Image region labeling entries
## START

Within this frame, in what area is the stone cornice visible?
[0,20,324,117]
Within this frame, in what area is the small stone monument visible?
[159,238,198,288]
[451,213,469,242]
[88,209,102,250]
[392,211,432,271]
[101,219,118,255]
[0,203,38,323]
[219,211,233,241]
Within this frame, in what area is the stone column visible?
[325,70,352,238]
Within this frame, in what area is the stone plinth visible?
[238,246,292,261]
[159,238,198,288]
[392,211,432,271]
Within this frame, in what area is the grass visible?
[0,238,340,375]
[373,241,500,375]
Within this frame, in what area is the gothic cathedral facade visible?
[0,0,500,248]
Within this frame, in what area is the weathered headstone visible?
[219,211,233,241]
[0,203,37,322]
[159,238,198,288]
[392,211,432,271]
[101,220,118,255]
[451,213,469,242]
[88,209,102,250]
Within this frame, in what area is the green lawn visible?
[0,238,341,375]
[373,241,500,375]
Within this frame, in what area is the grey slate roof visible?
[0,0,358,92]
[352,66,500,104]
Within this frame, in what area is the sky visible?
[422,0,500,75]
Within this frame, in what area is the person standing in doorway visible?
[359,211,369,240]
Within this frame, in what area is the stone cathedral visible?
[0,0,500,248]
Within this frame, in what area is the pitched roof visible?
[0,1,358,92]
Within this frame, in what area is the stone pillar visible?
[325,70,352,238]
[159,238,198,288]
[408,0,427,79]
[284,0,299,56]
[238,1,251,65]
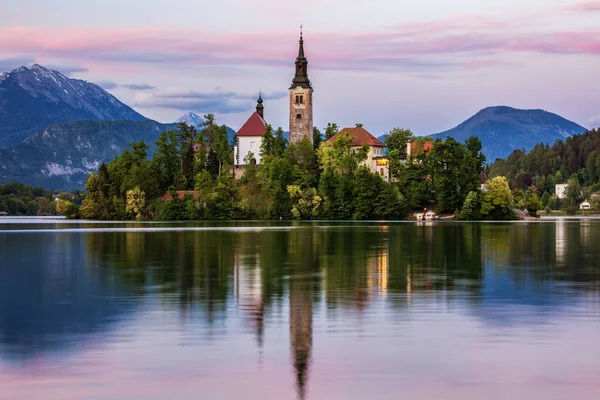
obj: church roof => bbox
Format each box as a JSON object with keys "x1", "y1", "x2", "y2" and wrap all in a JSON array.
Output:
[
  {"x1": 327, "y1": 127, "x2": 385, "y2": 147},
  {"x1": 235, "y1": 112, "x2": 267, "y2": 136}
]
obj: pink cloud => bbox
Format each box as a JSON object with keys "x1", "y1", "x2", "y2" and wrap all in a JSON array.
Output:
[
  {"x1": 0, "y1": 6, "x2": 600, "y2": 74},
  {"x1": 567, "y1": 1, "x2": 600, "y2": 12}
]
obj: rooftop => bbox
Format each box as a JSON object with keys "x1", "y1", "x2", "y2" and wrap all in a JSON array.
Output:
[
  {"x1": 327, "y1": 127, "x2": 385, "y2": 147},
  {"x1": 235, "y1": 112, "x2": 267, "y2": 136}
]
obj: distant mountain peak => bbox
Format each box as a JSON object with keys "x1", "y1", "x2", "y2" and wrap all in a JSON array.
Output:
[
  {"x1": 175, "y1": 111, "x2": 205, "y2": 128},
  {"x1": 0, "y1": 64, "x2": 146, "y2": 147},
  {"x1": 429, "y1": 106, "x2": 585, "y2": 162}
]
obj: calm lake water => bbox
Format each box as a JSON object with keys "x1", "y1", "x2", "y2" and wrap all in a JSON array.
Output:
[{"x1": 0, "y1": 219, "x2": 600, "y2": 400}]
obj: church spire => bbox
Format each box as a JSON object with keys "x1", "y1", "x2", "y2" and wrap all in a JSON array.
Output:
[
  {"x1": 296, "y1": 25, "x2": 306, "y2": 60},
  {"x1": 290, "y1": 26, "x2": 312, "y2": 89},
  {"x1": 256, "y1": 91, "x2": 265, "y2": 119}
]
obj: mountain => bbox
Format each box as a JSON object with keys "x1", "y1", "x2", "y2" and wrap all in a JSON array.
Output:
[
  {"x1": 175, "y1": 112, "x2": 205, "y2": 128},
  {"x1": 0, "y1": 64, "x2": 146, "y2": 147},
  {"x1": 175, "y1": 112, "x2": 235, "y2": 143},
  {"x1": 428, "y1": 106, "x2": 585, "y2": 163},
  {"x1": 0, "y1": 120, "x2": 176, "y2": 190}
]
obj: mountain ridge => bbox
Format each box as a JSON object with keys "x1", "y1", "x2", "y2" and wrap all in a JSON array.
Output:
[
  {"x1": 0, "y1": 120, "x2": 177, "y2": 190},
  {"x1": 0, "y1": 64, "x2": 147, "y2": 147},
  {"x1": 424, "y1": 106, "x2": 586, "y2": 163}
]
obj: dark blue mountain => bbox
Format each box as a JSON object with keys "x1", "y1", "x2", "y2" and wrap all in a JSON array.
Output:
[
  {"x1": 0, "y1": 64, "x2": 146, "y2": 147},
  {"x1": 428, "y1": 106, "x2": 585, "y2": 163}
]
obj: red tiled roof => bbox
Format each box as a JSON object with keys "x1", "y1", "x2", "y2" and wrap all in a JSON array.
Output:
[
  {"x1": 160, "y1": 190, "x2": 200, "y2": 201},
  {"x1": 410, "y1": 140, "x2": 433, "y2": 156},
  {"x1": 235, "y1": 112, "x2": 267, "y2": 136},
  {"x1": 327, "y1": 128, "x2": 385, "y2": 147},
  {"x1": 192, "y1": 143, "x2": 210, "y2": 153}
]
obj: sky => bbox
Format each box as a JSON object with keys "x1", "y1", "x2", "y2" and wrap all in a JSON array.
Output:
[{"x1": 0, "y1": 0, "x2": 600, "y2": 135}]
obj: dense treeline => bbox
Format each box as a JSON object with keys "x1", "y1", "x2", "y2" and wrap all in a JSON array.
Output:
[
  {"x1": 61, "y1": 115, "x2": 494, "y2": 220},
  {"x1": 0, "y1": 182, "x2": 56, "y2": 216},
  {"x1": 486, "y1": 129, "x2": 600, "y2": 209}
]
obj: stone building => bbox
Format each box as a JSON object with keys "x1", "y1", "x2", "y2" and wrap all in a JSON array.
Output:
[
  {"x1": 289, "y1": 31, "x2": 313, "y2": 143},
  {"x1": 233, "y1": 94, "x2": 267, "y2": 166},
  {"x1": 325, "y1": 127, "x2": 391, "y2": 182}
]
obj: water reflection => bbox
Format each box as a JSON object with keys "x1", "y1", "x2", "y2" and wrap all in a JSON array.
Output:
[{"x1": 0, "y1": 221, "x2": 600, "y2": 399}]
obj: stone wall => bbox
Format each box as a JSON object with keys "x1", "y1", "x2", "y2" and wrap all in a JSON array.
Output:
[{"x1": 290, "y1": 87, "x2": 313, "y2": 143}]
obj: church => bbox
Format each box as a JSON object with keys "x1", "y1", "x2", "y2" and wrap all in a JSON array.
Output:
[
  {"x1": 233, "y1": 31, "x2": 313, "y2": 166},
  {"x1": 233, "y1": 30, "x2": 390, "y2": 182}
]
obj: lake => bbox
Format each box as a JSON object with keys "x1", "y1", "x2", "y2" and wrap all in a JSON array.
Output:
[{"x1": 0, "y1": 218, "x2": 600, "y2": 400}]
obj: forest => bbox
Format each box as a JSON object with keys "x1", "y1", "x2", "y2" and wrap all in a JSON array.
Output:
[
  {"x1": 57, "y1": 114, "x2": 496, "y2": 220},
  {"x1": 0, "y1": 182, "x2": 56, "y2": 216},
  {"x1": 485, "y1": 129, "x2": 600, "y2": 213}
]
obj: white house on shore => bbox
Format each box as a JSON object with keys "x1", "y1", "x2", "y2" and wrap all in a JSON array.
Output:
[
  {"x1": 326, "y1": 126, "x2": 391, "y2": 182},
  {"x1": 554, "y1": 183, "x2": 569, "y2": 199},
  {"x1": 233, "y1": 95, "x2": 267, "y2": 166}
]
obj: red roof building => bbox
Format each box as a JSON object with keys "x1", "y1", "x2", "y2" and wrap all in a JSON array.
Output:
[
  {"x1": 160, "y1": 190, "x2": 200, "y2": 201},
  {"x1": 327, "y1": 127, "x2": 385, "y2": 147}
]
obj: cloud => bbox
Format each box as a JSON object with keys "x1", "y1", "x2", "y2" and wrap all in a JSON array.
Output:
[
  {"x1": 96, "y1": 80, "x2": 156, "y2": 90},
  {"x1": 588, "y1": 114, "x2": 600, "y2": 127},
  {"x1": 567, "y1": 1, "x2": 600, "y2": 12},
  {"x1": 43, "y1": 63, "x2": 88, "y2": 76},
  {"x1": 0, "y1": 1, "x2": 600, "y2": 75},
  {"x1": 133, "y1": 89, "x2": 288, "y2": 114},
  {"x1": 95, "y1": 81, "x2": 119, "y2": 90},
  {"x1": 121, "y1": 83, "x2": 156, "y2": 90},
  {"x1": 0, "y1": 57, "x2": 35, "y2": 72}
]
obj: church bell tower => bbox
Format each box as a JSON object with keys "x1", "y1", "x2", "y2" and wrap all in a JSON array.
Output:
[{"x1": 289, "y1": 28, "x2": 313, "y2": 143}]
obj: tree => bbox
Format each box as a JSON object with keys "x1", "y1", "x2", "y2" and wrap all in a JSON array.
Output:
[
  {"x1": 287, "y1": 185, "x2": 322, "y2": 219},
  {"x1": 567, "y1": 178, "x2": 583, "y2": 206},
  {"x1": 259, "y1": 124, "x2": 275, "y2": 160},
  {"x1": 56, "y1": 199, "x2": 79, "y2": 219},
  {"x1": 125, "y1": 186, "x2": 146, "y2": 220},
  {"x1": 456, "y1": 191, "x2": 481, "y2": 220},
  {"x1": 273, "y1": 127, "x2": 288, "y2": 157},
  {"x1": 313, "y1": 126, "x2": 323, "y2": 151},
  {"x1": 325, "y1": 122, "x2": 340, "y2": 140},
  {"x1": 481, "y1": 176, "x2": 515, "y2": 220},
  {"x1": 525, "y1": 193, "x2": 543, "y2": 216},
  {"x1": 385, "y1": 128, "x2": 415, "y2": 157},
  {"x1": 214, "y1": 125, "x2": 233, "y2": 174}
]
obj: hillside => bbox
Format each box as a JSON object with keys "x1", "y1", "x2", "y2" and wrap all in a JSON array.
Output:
[
  {"x1": 428, "y1": 106, "x2": 585, "y2": 163},
  {"x1": 0, "y1": 120, "x2": 176, "y2": 190},
  {"x1": 0, "y1": 64, "x2": 146, "y2": 147},
  {"x1": 175, "y1": 112, "x2": 235, "y2": 143}
]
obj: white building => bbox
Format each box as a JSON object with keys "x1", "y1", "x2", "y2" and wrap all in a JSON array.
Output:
[
  {"x1": 326, "y1": 127, "x2": 391, "y2": 182},
  {"x1": 233, "y1": 95, "x2": 267, "y2": 166},
  {"x1": 554, "y1": 183, "x2": 569, "y2": 199},
  {"x1": 579, "y1": 200, "x2": 592, "y2": 210}
]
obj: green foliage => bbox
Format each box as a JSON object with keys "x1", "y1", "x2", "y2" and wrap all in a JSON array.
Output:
[
  {"x1": 525, "y1": 193, "x2": 544, "y2": 216},
  {"x1": 425, "y1": 137, "x2": 485, "y2": 212},
  {"x1": 325, "y1": 122, "x2": 340, "y2": 140},
  {"x1": 56, "y1": 199, "x2": 79, "y2": 219},
  {"x1": 486, "y1": 129, "x2": 600, "y2": 192},
  {"x1": 125, "y1": 186, "x2": 146, "y2": 220},
  {"x1": 287, "y1": 185, "x2": 322, "y2": 219},
  {"x1": 481, "y1": 176, "x2": 515, "y2": 220},
  {"x1": 259, "y1": 124, "x2": 275, "y2": 159},
  {"x1": 456, "y1": 191, "x2": 482, "y2": 220}
]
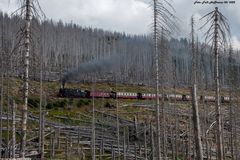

## END

_Task goal_
Can you return, word for word, the part of the material that opens with the line containing "Within this frame, in what area is the green" and closes with the line containing "[422,0,500,75]", with both of those lines included?

_Answer to the task_
Within this frame, in what area is the green lawn visible?
[0,238,341,375]
[373,241,500,375]
Within this frame, in what area is the grey slate roof visible?
[0,0,358,92]
[352,66,500,104]
Within this frame, in what area is the sky visible?
[422,0,500,75]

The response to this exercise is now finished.